:: SUPPLIED RECORDS

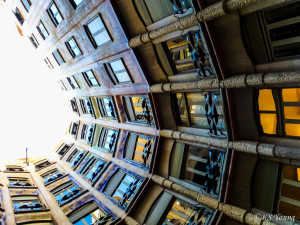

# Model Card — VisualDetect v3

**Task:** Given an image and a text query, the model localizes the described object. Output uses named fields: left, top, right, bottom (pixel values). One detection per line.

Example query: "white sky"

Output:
left=0, top=7, right=72, bottom=163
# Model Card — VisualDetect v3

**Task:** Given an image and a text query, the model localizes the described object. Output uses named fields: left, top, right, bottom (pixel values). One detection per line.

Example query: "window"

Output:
left=67, top=76, right=80, bottom=89
left=81, top=124, right=95, bottom=143
left=36, top=21, right=49, bottom=40
left=67, top=149, right=84, bottom=169
left=41, top=169, right=65, bottom=185
left=52, top=49, right=65, bottom=66
left=125, top=133, right=155, bottom=167
left=69, top=0, right=83, bottom=9
left=47, top=2, right=63, bottom=26
left=145, top=192, right=213, bottom=225
left=51, top=181, right=82, bottom=206
left=104, top=170, right=142, bottom=209
left=68, top=202, right=115, bottom=225
left=14, top=8, right=24, bottom=25
left=124, top=96, right=155, bottom=126
left=35, top=160, right=52, bottom=171
left=44, top=57, right=54, bottom=70
left=80, top=156, right=107, bottom=183
left=29, top=34, right=40, bottom=48
left=242, top=1, right=300, bottom=64
left=170, top=142, right=225, bottom=195
left=105, top=59, right=132, bottom=84
left=5, top=166, right=24, bottom=172
left=97, top=97, right=117, bottom=120
left=97, top=127, right=119, bottom=153
left=57, top=144, right=70, bottom=158
left=174, top=92, right=226, bottom=136
left=82, top=70, right=99, bottom=87
left=258, top=88, right=300, bottom=137
left=11, top=195, right=46, bottom=212
left=66, top=37, right=82, bottom=58
left=84, top=15, right=111, bottom=48
left=21, top=0, right=32, bottom=12
left=8, top=177, right=32, bottom=187
left=79, top=98, right=94, bottom=116
left=70, top=98, right=78, bottom=113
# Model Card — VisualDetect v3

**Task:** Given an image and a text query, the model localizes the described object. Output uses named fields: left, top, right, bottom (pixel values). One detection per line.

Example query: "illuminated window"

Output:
left=123, top=95, right=155, bottom=126
left=47, top=2, right=63, bottom=26
left=125, top=133, right=155, bottom=167
left=104, top=170, right=142, bottom=209
left=84, top=15, right=111, bottom=48
left=68, top=202, right=115, bottom=225
left=36, top=21, right=49, bottom=40
left=258, top=88, right=300, bottom=137
left=174, top=92, right=226, bottom=135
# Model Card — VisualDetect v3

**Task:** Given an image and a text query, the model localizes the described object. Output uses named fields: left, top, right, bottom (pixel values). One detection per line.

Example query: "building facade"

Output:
left=1, top=0, right=300, bottom=225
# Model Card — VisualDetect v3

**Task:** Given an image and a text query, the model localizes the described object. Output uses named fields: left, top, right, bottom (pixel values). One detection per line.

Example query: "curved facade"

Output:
left=1, top=0, right=300, bottom=225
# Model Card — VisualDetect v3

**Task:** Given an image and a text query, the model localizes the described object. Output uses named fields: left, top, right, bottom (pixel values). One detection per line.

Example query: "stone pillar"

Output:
left=150, top=72, right=300, bottom=93
left=152, top=175, right=274, bottom=225
left=159, top=130, right=300, bottom=160
left=129, top=0, right=260, bottom=48
left=27, top=166, right=72, bottom=225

::::

» **TASK OBJECTIVE**:
Please give the rows again from the start through the line containing "left=0, top=7, right=72, bottom=163", renaming "query" to "prompt" and keeping everything else unchanged. Leave the pictures out of your answer.

» **FINISHED TASK**:
# Model Card — VisualDetect v3

**Task:** Given an image and a text prompt, the model localizes the described object. Output uses named fields: left, top, right, bottom (pixel values). One detection per line.

Example prompt: "white sky"

Output:
left=0, top=7, right=72, bottom=163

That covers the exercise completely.